-- Короткое задание 1 --
Какую пьесу, согласно фрагменту текста, Владимиров предложил поставить?
-- Короткое задание 2 --
Пожалуйста, верните дословно часть фрагмента текста между словами «Так появилось название» и «как режиссера спектакля.», включая их.

Так появилось название «Рояль в открытом море». Почему? Нипочему! Зато интриговало публику. Хотя спектакль это не спасло.
Итак, у нас в этом году была только одна премьера. И Владимиров снова предложил мне попробовать себя в режиссуре, поставив пьесу Гельмана «Наедине со всеми», чтобы иметь к концу года хоть два спектакля из четырех. Моя задача облегчалась тем, что в пьесе всего два человека, и сам я в ней не играл.
«Черт с ним, попробую», – решил я.
В этот раз все было иначе, работалось легко. Я знал эту жизнь, этих людей – мне было что сказать Лейле Киракосян и Ефиму Каменецкому. И я видел, что они меня слушают не потому, что я назначен начальником, а потому, что узнают от меня что-то, чего сами не знают. Хотите – верьте, хотите – нет, но я поставил этот спектакль, а некоторые сцены – даже хорошо поставил. На афише стояла моя фамилия как режиссера спектакля.

-- Блок данных --
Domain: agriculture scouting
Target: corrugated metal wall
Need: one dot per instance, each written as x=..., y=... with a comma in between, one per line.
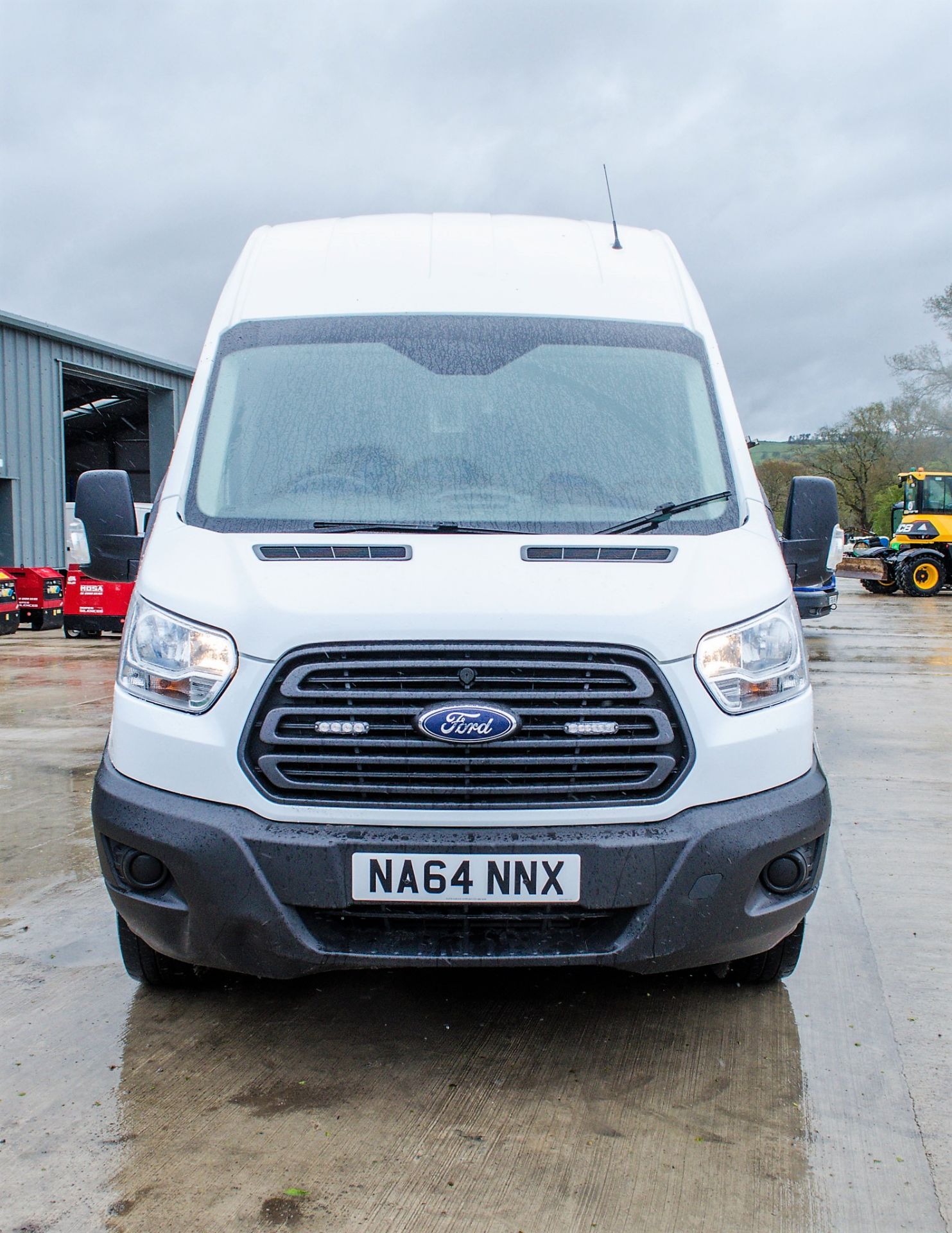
x=31, y=422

-- Полный ответ 1 --
Пьесу Гельмана «Наедине со всеми».

-- Полный ответ 2 --
Так появилось название «Рояль в открытом море». Почему? Нипочему! Зато интриговало публику. Хотя спектакль это не спасло.
Итак, у нас в этом году была только одна премьера. И Владимиров снова предложил мне попробовать себя в режиссуре, поставив пьесу Гельмана «Наедине со всеми», чтобы иметь к концу года хоть два спектакля из четырех. Моя задача облегчалась тем, что в пьесе всего два человека, и сам я в ней не играл.
«Черт с ним, попробую», – решил я.
В этот раз все было иначе, работалось легко. Я знал эту жизнь, этих людей – мне было что сказать Лейле Киракосян и Ефиму Каменецкому. И я видел, что они меня слушают не потому, что я назначен начальником, а потому, что узнают от меня что-то, чего сами не знают. Хотите – верьте, хотите – нет, но я поставил этот спектакль, а некоторые сцены – даже хорошо поставил. На афише стояла моя фамилия как режиссера спектакля.